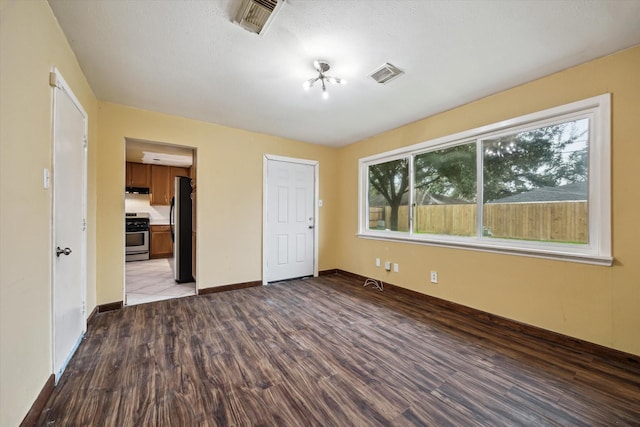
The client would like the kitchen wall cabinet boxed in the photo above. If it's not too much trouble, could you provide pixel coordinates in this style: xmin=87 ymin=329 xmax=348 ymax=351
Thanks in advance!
xmin=125 ymin=162 xmax=151 ymax=188
xmin=149 ymin=225 xmax=173 ymax=258
xmin=150 ymin=165 xmax=190 ymax=205
xmin=149 ymin=165 xmax=171 ymax=205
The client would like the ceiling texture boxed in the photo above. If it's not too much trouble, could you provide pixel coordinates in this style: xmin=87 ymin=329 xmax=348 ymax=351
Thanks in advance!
xmin=49 ymin=0 xmax=640 ymax=146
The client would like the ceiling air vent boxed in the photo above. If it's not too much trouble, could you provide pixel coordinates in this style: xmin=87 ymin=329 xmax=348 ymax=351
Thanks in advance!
xmin=369 ymin=62 xmax=404 ymax=84
xmin=238 ymin=0 xmax=284 ymax=34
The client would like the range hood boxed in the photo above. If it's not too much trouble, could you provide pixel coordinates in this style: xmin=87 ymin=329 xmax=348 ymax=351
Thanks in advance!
xmin=124 ymin=187 xmax=149 ymax=194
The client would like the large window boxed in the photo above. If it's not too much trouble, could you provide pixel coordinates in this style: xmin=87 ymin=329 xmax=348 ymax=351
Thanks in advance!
xmin=359 ymin=95 xmax=612 ymax=265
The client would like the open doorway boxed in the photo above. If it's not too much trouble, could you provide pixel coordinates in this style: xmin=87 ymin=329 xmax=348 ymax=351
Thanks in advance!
xmin=123 ymin=138 xmax=197 ymax=305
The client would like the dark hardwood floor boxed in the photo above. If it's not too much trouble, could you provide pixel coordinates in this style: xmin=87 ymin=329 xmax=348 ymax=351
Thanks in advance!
xmin=38 ymin=275 xmax=640 ymax=426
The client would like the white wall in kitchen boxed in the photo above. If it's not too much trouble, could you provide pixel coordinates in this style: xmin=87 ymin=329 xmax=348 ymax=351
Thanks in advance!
xmin=124 ymin=193 xmax=169 ymax=224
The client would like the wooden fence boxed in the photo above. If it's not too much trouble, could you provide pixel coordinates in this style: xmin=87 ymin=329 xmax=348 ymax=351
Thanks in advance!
xmin=369 ymin=201 xmax=588 ymax=243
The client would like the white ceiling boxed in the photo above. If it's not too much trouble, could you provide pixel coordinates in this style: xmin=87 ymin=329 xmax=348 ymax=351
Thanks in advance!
xmin=49 ymin=0 xmax=640 ymax=146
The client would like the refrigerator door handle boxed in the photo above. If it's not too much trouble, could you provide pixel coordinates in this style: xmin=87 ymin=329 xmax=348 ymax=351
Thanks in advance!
xmin=169 ymin=197 xmax=176 ymax=242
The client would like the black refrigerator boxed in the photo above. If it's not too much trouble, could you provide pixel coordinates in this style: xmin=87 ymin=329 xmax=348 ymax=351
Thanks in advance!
xmin=169 ymin=176 xmax=194 ymax=283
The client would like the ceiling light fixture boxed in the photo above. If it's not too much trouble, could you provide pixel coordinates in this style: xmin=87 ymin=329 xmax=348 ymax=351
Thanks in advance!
xmin=302 ymin=59 xmax=347 ymax=99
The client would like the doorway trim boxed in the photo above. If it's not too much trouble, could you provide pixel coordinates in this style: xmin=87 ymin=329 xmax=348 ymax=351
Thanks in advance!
xmin=49 ymin=67 xmax=89 ymax=384
xmin=262 ymin=154 xmax=320 ymax=286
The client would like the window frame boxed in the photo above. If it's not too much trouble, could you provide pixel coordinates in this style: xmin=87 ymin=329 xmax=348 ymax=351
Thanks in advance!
xmin=357 ymin=93 xmax=613 ymax=266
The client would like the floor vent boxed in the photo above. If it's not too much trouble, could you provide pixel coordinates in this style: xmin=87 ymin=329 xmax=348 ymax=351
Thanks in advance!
xmin=237 ymin=0 xmax=284 ymax=34
xmin=369 ymin=62 xmax=404 ymax=84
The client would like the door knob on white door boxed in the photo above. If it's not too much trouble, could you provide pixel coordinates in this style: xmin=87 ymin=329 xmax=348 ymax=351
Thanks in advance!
xmin=56 ymin=246 xmax=71 ymax=257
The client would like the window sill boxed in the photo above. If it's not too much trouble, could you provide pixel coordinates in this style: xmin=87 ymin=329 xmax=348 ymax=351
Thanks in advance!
xmin=356 ymin=233 xmax=613 ymax=267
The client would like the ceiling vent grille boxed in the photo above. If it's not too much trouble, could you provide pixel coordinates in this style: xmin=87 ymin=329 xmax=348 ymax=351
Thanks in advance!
xmin=238 ymin=0 xmax=284 ymax=34
xmin=369 ymin=62 xmax=404 ymax=84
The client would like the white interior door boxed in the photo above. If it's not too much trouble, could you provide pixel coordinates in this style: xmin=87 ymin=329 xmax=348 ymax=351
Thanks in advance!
xmin=51 ymin=72 xmax=86 ymax=382
xmin=264 ymin=158 xmax=317 ymax=282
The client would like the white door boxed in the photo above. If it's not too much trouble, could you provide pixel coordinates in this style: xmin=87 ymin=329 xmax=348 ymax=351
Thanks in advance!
xmin=51 ymin=72 xmax=86 ymax=382
xmin=264 ymin=158 xmax=317 ymax=282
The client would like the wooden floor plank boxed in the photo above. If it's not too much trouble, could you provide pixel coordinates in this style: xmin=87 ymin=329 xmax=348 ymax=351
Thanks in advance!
xmin=38 ymin=275 xmax=640 ymax=426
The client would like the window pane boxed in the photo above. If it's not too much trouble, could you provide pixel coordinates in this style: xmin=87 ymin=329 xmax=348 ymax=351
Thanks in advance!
xmin=482 ymin=119 xmax=589 ymax=244
xmin=413 ymin=142 xmax=477 ymax=236
xmin=368 ymin=158 xmax=409 ymax=231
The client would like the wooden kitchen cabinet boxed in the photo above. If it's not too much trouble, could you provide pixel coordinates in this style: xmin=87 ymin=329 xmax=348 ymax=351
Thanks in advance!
xmin=150 ymin=165 xmax=189 ymax=205
xmin=125 ymin=162 xmax=151 ymax=188
xmin=149 ymin=225 xmax=173 ymax=258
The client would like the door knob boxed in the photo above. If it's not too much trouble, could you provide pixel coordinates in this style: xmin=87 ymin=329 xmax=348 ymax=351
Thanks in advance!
xmin=56 ymin=246 xmax=71 ymax=257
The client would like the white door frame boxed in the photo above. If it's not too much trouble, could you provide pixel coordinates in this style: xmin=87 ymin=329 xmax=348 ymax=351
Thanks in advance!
xmin=49 ymin=67 xmax=88 ymax=384
xmin=262 ymin=154 xmax=320 ymax=285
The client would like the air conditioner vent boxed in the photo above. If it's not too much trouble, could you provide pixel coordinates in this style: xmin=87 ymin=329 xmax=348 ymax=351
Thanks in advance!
xmin=238 ymin=0 xmax=283 ymax=34
xmin=369 ymin=62 xmax=404 ymax=84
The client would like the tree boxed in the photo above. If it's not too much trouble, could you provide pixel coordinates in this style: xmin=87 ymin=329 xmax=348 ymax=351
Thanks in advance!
xmin=369 ymin=158 xmax=409 ymax=231
xmin=369 ymin=119 xmax=588 ymax=231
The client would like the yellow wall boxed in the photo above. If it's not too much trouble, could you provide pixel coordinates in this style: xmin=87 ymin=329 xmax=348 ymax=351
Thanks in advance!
xmin=97 ymin=103 xmax=337 ymax=304
xmin=0 ymin=0 xmax=98 ymax=426
xmin=336 ymin=47 xmax=640 ymax=355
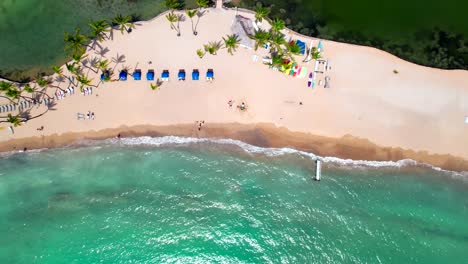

-- -- --

Schreib alle Zeilen erneut vollständig ab. Beginn bei der Zeile mit „The client would like the white ceiling“ und hör nach der Zeile mit „xmin=356 ymin=233 xmax=613 ymax=267“ auf. Erhöhe dabei jeden Koordinatenwert der Begrenzungsrahmen um 89. Die Beispielkoordinaten im Fließtext bleiben unverändert.

◆ ANTWORT:
The client would like the white ceiling boxed in the photo above. If it's not too much trouble, could you provide pixel coordinates in this style: xmin=87 ymin=329 xmax=348 ymax=351
Thanks in advance!
xmin=138 ymin=89 xmax=729 ymax=235
The client would like the refrigerator door handle boxed in the photo above. If it's not too much trouble, could you provide pixel coordinates in this style: xmin=87 ymin=329 xmax=348 ymax=351
Thanks in advance!
xmin=258 ymin=286 xmax=265 ymax=331
The client would like the black refrigerator boxed in the photo above. If it's not too much trouble, could you provide pixel coordinates in this style: xmin=87 ymin=329 xmax=348 ymax=351
Thanks in advance!
xmin=258 ymin=265 xmax=283 ymax=372
The client would like the ceiling light fixture boxed in the photo above. If it's not too much trouble, could you provide pixel coordinates in this style: xmin=87 ymin=329 xmax=348 ymax=351
Thanks in advance!
xmin=391 ymin=148 xmax=436 ymax=188
The client would like the doorway trim boxed in the photo above. If it's not too much trouble, could you provide pixel coordinates in this style: xmin=87 ymin=329 xmax=348 ymax=351
Thanks in advance!
xmin=138 ymin=156 xmax=178 ymax=473
xmin=351 ymin=243 xmax=409 ymax=375
The client would like the window frame boxed in the photo above. If it's not too much trouble, could you provide pixel coordinates in this style: xmin=87 ymin=329 xmax=348 ymax=351
Thanks in advance!
xmin=446 ymin=182 xmax=702 ymax=355
The client would like the floor vent boxed in the photo above. If it's not too much trouble, could you provide pixel coordinates in this style: xmin=87 ymin=329 xmax=348 ymax=351
Thanks in advance!
xmin=326 ymin=89 xmax=373 ymax=123
xmin=458 ymin=151 xmax=493 ymax=173
The client would like the door knob on white door boxed in the photo above. If it's not too much trouble, could you provide pixel coordinates in this style: xmin=87 ymin=329 xmax=348 ymax=351
Thanks in advance!
xmin=145 ymin=335 xmax=160 ymax=346
The client would like the window sill boxed in the photo above. If it's not too much trouble, could you provide pixel coordinates in this style: xmin=87 ymin=329 xmax=348 ymax=351
Thanks in advance!
xmin=445 ymin=322 xmax=702 ymax=356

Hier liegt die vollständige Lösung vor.